Stimulus good news/bad news

From today’s CHE: “Colleges and Students Cheer Congress’s Economic-Stimulus Deal.” Sure, maybe “cheer” in general terms, but it seems like a good news/bad news to me. The good news:

The compromise, $789-billion economic-stimulus bill that Congress is planning to try to deliver to President Obama by Monday contains large sums of money for student aid and biomedical research, and would give states billions of dollars to ease budget cuts to colleges and schools.

and…

The plan would raise the maximum Pell Grant to $5,550 by 2010, an increase that legislators said would help seven million students. (The current maximum award is $4,731.) The aid program would receive $15.6-billion from the bill, an amount that would also erase a shortfall in the program’s budget.

A tax credit for tuition would be increased to $2,500, from its current level of $1,800, for the next two years and would make textbook costs an education expense that could be counted toward the benefit. People who do not earn enough money to owe taxes also would be eligible to take $1,000 of the credit.
_ _ _ _ _
▸ PROBLEMS TO SOLVE
A. Reproduce everything in the stimulus post from "Stimulus good news/bad" down to "colleges and schools.".
B. According to the stimulus post, what is the current maximum Pell Grant award?
C. Carry on the post about the stimulus bill, starting after its final sentence.
_ _ _ _ _
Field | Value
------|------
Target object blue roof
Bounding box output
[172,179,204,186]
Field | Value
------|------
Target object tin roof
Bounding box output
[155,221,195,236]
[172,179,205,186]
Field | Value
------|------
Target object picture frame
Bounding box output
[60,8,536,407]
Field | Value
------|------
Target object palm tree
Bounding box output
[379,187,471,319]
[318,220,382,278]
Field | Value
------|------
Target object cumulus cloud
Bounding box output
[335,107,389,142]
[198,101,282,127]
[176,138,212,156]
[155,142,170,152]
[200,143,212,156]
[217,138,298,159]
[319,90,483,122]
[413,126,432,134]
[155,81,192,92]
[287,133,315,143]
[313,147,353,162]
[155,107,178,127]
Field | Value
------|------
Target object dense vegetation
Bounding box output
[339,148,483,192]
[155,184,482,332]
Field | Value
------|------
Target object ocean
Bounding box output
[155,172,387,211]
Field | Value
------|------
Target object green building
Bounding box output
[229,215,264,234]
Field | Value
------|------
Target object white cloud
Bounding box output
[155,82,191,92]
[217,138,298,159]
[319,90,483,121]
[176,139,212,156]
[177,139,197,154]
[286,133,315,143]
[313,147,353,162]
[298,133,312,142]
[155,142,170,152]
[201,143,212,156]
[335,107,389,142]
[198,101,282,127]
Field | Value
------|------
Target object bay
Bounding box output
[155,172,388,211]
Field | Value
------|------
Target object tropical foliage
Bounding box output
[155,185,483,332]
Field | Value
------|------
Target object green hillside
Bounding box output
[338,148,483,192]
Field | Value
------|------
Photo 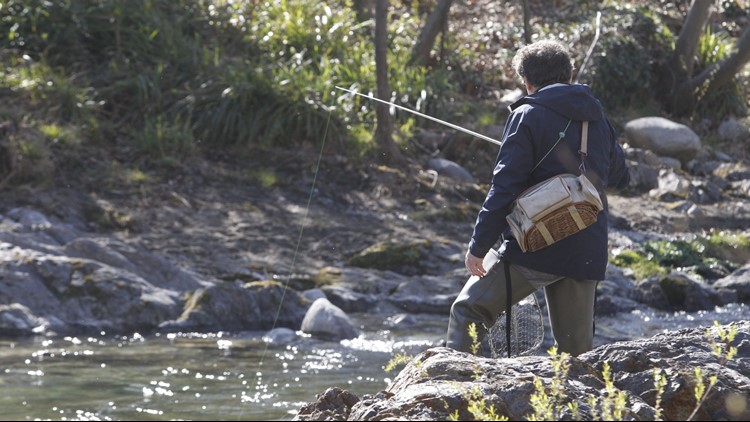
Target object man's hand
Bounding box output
[464,252,487,277]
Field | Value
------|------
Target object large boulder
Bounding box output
[625,117,701,163]
[301,298,359,341]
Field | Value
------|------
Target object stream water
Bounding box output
[0,305,750,420]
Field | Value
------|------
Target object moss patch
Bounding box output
[697,230,750,263]
[659,277,689,307]
[612,250,666,280]
[346,240,432,273]
[313,267,341,287]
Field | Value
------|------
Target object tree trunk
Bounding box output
[658,0,712,114]
[673,22,750,114]
[672,0,712,81]
[521,0,531,44]
[410,0,453,66]
[375,0,402,162]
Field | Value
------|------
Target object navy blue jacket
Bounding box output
[469,84,630,280]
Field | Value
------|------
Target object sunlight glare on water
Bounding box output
[0,304,750,421]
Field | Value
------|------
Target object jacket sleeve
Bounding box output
[607,121,630,191]
[469,111,534,258]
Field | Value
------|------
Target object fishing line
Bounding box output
[244,107,333,420]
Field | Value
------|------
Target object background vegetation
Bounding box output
[0,0,750,187]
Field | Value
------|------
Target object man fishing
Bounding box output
[446,41,630,356]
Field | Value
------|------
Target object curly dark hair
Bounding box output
[511,40,573,88]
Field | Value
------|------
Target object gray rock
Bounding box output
[713,264,750,303]
[625,117,701,162]
[649,170,691,201]
[301,298,359,341]
[7,208,52,230]
[628,162,659,193]
[302,288,326,303]
[160,282,309,331]
[262,327,297,346]
[718,118,750,142]
[321,286,379,312]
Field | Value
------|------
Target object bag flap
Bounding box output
[516,176,572,221]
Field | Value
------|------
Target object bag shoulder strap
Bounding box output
[531,120,572,172]
[578,120,589,174]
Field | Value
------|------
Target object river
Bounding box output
[0,304,750,420]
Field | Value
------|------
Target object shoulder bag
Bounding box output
[506,121,604,252]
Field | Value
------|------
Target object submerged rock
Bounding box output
[302,298,359,340]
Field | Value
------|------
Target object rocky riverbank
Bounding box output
[295,321,750,420]
[0,112,750,418]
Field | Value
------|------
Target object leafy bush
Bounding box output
[693,26,748,119]
[588,7,673,110]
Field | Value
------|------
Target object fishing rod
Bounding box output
[336,86,503,145]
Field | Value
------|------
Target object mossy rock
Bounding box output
[612,250,666,280]
[346,240,432,275]
[699,230,750,264]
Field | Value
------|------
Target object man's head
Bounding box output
[512,40,573,89]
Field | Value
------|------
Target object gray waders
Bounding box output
[446,262,597,356]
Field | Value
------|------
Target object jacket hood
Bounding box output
[508,84,603,121]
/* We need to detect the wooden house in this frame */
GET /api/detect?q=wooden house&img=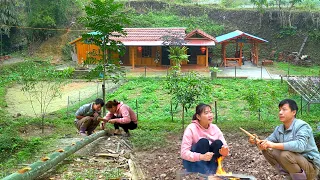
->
[70,28,216,69]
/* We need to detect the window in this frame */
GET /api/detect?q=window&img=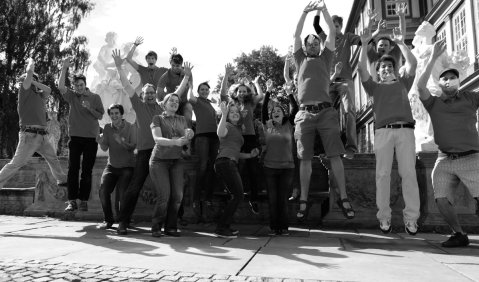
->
[385,0,410,18]
[436,27,447,47]
[452,7,467,51]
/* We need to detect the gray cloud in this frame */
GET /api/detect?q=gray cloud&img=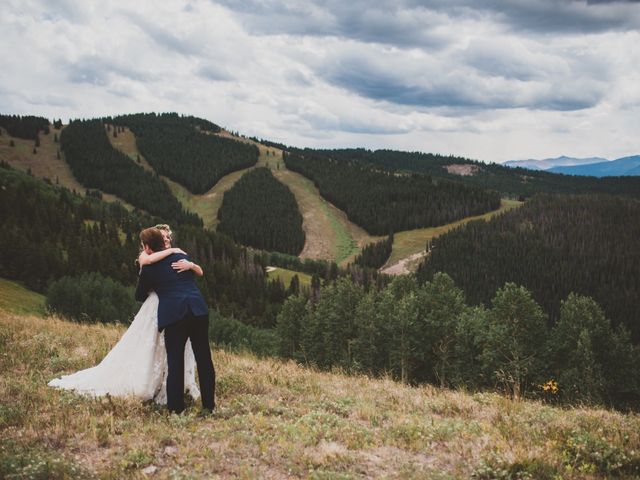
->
[216,0,640,48]
[196,64,234,82]
[316,46,606,111]
[122,12,202,56]
[62,56,150,87]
_ _ _ _ _
▸ EXPECTED OUTPUTS
A.
Stimulus good news/bad news

From today’s CHE: “Colleges and Students Cheer Congress’s Economic-Stimulus Deal.” Sure, maybe “cheer” in general terms, but it seems like a good news/bad news to me. The good news:

The compromise, $789-billion economic-stimulus bill that Congress is planning to try to deliver to President Obama by Monday contains large sums of money for student aid and biomedical research, and would give states billions of dollars to ease budget cuts to colleges and schools.

B. $4,731

C.
The bill would also bolster the Federal Work-Study program, providing $200-million. And it would allow families to buy computers with money they have saved for college expenses in so-called 529 plans, whose earnings are exempt from taxes.

In other words, a lot of financial aid and credits to students, which is obviously a good thing.

The bad news? Well, given that Granholm announced some pretty significant cuts to higher education in Michigan the same day that this package passed congress, I don’t think it’s clear that money to help states out of debt is going to trickle down to EMU’s budget for 2009/10.

And the compromise bill does not include “the separate pot of money for campus construction that the House had passed.” So no money from the feds for Mark-Jefferson, Pray-Harrold, or any other project on campus.